给定文本.
• • • • • • •
明思宗即位宗羲十九岁,入都讼冤,袖锥锥许显纯
归,治葬既毕,专心治学,受业于刘宗周
崇祯十一年,与吴应箕等作《留都防乱公揭》攻阮大铖大铖恨之入骨。
福王立,大铖欲杀宗羲等百四十人,以清军南下未果。
宗羲馀姚,率里中子弟数百人从监国鲁王抗清,号“世忠营”,授职方主事,改监察御史
鲁王败走入海,宗羲犹结寨四明山,入海探鲁王,受左副都御史职。
后以绝望于恢复,乃奉母返里,著述讲学,四方学士从者日众。
康熙间举鸿博、荐修《明史》,均力辞,而史局大议必咨之。
学教人穷经读史,尤深于史学。
著《明儒学案》,又著《宋元学案》(未成),后全祖望续成之。
宗羲搜集明人文章,为《明文案》,又扩充成《明文海》。
明夷待访录》痛责君主罪恶,以开明专制为理想,为宗羲政治社会思想之结晶。
其余著作尚有《隆武纪年》、《永历纪年》等纪事之书,合称《行朝录》。
诗文有《南雷文定》、《南雷诗历》等。
黄宗羲字太冲号梨洲余姚人明御史尊素子。
鲁王以为左佥都御史
国朝康熙戊午博学鸿词庚申荐修《明史》,均辞。
从祀
有《南雷诗历》。
诗历·题辞
余少学南中,一时诗人,如粤韩孟郁上桂、闽林茂之古度黄明立居中、吴林若抚云凤,皆授以作诗之法:如何汉魏,如何盛唐;抑扬声调之间,规模不似,无以御其学力、裁其议论,便流入为中晚、为宋元矣。
余时颇领崖略,妄相唱和。
稍长,经历变故,每视其前作,脩辞琢句,非无与古人一二相合者,然嚼蜡,了无馀味。
明知久久学之必无进益,故于风雅,意绪阔略。
其间驴背篷底、茅店客位、酒醒梦馀,不容读书之处,间括韵语,以销永漏,以破寂寥,则时有会心,然后知诗非学之而致。
盖多读书,则诗不期工而自工。
• • • • • • •
简短问题.
根据上文关于黄宗羲的记述,他回乡治葬完毕后,拜谁为师?
• • • • • • •
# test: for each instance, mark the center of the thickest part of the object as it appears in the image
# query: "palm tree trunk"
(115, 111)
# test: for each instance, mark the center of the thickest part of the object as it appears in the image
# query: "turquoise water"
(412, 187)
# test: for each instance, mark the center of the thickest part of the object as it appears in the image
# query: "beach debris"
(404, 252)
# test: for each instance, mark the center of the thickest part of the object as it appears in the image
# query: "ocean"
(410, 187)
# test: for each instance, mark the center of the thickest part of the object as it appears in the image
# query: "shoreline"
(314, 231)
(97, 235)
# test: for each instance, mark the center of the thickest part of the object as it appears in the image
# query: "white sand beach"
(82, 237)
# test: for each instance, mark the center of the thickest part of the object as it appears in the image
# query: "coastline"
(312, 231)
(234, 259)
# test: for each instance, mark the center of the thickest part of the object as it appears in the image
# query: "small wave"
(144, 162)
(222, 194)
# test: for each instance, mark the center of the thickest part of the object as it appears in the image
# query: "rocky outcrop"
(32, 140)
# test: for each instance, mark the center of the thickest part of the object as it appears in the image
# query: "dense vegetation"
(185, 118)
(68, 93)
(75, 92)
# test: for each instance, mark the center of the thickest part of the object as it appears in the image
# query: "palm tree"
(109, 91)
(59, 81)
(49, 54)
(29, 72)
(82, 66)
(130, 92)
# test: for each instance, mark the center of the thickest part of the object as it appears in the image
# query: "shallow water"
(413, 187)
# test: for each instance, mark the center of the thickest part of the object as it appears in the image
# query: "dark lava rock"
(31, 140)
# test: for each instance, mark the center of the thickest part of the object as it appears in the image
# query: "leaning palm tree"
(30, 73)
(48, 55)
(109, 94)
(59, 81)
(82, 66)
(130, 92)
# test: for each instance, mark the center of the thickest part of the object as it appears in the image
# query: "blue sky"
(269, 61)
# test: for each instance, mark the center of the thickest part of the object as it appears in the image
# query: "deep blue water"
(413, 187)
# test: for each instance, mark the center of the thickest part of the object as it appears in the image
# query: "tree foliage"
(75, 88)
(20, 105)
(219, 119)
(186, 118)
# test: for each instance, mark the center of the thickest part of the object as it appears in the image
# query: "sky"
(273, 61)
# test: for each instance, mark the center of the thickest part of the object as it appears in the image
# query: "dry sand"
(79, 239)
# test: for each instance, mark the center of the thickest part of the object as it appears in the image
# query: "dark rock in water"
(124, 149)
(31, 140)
• • • • • • •
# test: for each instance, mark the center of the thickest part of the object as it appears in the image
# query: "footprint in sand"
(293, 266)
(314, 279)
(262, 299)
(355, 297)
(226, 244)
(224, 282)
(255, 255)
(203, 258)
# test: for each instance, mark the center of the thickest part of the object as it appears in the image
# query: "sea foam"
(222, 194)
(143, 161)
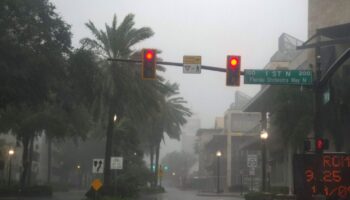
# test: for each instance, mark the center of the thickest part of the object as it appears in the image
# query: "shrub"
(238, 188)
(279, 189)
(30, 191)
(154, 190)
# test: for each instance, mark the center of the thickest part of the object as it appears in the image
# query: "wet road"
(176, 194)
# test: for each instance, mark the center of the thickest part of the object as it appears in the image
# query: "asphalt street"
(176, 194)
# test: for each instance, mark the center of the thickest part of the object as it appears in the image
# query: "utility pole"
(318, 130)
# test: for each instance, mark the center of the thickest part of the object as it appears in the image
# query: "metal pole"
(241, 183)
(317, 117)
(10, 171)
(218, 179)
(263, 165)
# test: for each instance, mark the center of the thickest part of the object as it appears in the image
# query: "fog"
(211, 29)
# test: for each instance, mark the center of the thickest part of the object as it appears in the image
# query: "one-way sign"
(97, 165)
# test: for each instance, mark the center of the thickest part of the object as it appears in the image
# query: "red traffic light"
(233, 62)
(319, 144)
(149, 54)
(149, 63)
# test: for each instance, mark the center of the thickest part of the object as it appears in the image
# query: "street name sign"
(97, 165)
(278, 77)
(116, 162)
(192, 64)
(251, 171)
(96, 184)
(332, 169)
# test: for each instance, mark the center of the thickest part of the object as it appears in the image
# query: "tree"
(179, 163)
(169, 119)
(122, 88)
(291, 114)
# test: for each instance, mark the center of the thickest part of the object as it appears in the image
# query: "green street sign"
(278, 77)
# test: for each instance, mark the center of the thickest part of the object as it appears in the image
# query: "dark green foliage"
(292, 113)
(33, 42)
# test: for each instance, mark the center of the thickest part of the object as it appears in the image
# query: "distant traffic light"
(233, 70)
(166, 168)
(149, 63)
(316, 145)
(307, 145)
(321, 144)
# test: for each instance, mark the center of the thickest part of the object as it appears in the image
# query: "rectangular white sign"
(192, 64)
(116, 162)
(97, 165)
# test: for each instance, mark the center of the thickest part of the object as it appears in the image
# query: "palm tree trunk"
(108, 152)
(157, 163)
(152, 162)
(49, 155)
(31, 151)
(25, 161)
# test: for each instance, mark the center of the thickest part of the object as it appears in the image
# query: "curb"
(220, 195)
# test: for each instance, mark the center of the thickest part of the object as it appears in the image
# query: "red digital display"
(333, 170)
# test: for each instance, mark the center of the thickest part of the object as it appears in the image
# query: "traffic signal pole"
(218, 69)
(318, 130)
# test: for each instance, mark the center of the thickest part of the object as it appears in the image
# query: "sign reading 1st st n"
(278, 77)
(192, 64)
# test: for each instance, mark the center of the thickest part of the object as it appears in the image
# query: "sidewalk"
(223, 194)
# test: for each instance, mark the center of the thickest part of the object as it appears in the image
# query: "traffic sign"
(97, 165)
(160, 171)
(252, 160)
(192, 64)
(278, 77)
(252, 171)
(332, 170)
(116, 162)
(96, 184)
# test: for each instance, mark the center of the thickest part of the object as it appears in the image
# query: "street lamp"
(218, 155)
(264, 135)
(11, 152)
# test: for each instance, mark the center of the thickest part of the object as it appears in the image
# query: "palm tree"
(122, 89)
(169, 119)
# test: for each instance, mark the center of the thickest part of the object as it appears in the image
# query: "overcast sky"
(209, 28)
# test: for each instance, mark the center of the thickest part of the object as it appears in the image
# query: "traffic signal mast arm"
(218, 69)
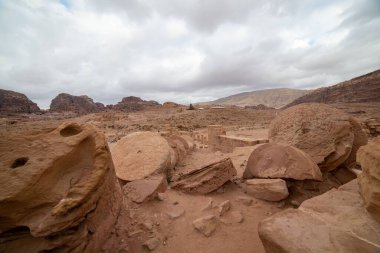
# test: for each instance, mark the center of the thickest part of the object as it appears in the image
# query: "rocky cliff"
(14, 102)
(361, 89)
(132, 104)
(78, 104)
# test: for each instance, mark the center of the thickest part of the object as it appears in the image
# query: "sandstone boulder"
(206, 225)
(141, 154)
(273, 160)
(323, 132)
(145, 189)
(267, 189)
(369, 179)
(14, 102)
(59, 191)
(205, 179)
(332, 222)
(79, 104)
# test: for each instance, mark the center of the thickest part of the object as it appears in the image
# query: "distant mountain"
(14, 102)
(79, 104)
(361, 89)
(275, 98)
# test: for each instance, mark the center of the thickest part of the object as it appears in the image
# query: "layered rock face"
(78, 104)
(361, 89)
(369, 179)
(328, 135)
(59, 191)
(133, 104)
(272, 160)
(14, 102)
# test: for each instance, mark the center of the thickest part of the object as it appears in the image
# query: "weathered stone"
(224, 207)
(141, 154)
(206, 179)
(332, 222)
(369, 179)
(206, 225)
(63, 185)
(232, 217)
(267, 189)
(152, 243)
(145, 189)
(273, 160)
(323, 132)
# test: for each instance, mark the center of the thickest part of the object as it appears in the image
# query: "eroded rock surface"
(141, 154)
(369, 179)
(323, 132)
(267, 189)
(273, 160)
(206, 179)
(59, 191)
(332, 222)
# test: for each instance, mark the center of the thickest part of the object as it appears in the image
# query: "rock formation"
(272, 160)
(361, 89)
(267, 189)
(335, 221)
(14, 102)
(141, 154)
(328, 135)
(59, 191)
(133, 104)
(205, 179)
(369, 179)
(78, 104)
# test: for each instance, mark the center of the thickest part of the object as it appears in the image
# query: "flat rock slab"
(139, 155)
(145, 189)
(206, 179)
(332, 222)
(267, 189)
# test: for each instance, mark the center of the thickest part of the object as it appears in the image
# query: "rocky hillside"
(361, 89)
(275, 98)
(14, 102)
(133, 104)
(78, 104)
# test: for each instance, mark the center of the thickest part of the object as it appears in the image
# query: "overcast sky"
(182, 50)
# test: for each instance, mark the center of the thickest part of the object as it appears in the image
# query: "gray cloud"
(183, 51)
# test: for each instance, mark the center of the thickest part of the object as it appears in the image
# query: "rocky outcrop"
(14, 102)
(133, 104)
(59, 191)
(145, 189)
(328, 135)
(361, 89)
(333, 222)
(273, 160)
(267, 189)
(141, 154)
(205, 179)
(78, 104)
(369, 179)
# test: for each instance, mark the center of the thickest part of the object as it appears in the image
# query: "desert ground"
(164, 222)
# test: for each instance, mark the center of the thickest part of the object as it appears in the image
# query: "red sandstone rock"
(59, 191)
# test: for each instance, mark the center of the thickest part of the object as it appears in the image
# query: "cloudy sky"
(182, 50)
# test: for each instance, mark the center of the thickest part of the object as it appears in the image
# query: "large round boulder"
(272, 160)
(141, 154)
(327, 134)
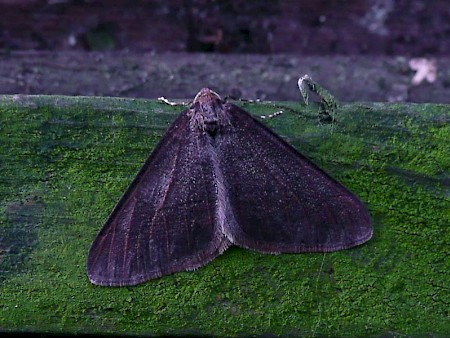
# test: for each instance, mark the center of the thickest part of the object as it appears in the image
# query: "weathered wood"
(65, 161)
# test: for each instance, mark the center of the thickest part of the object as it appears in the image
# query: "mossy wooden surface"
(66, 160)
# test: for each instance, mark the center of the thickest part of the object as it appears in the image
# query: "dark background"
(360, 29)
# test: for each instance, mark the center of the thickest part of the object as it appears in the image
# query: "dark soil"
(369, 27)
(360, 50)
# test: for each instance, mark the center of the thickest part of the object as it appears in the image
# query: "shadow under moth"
• • • • • • •
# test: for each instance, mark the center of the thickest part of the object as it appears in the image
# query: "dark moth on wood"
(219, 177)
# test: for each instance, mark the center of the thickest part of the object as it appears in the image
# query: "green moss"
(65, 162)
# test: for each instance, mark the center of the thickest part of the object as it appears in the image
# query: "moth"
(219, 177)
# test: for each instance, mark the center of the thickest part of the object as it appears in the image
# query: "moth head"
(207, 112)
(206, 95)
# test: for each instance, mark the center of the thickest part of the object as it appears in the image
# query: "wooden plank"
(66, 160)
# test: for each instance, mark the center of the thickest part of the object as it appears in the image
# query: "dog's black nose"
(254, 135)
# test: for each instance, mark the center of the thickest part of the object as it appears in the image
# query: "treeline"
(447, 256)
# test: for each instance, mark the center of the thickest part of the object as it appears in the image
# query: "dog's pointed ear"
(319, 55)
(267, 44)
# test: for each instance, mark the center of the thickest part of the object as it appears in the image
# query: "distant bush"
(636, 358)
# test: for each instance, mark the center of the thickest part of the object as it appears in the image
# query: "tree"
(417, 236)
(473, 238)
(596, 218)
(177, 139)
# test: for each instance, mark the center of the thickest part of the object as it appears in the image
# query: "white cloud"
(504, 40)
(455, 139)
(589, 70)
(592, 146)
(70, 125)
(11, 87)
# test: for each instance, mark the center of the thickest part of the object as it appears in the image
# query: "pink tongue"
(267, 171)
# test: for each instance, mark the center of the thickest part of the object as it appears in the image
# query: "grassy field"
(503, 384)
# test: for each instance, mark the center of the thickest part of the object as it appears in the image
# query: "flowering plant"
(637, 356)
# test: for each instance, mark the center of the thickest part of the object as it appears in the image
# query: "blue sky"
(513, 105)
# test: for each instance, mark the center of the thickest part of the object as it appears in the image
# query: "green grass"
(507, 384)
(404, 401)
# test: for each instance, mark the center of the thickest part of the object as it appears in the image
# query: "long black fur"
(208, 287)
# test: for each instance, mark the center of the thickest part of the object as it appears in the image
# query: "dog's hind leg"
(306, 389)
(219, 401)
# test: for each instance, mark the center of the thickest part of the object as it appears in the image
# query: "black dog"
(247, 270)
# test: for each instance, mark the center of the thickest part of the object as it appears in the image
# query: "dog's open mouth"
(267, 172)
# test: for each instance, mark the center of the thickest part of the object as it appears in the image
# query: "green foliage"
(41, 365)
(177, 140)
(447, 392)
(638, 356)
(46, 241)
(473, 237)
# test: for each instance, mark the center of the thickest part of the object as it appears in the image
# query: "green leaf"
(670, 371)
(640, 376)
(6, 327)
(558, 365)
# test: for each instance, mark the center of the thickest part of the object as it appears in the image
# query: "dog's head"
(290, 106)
• • • • • • •
完成任务.
刘宗周。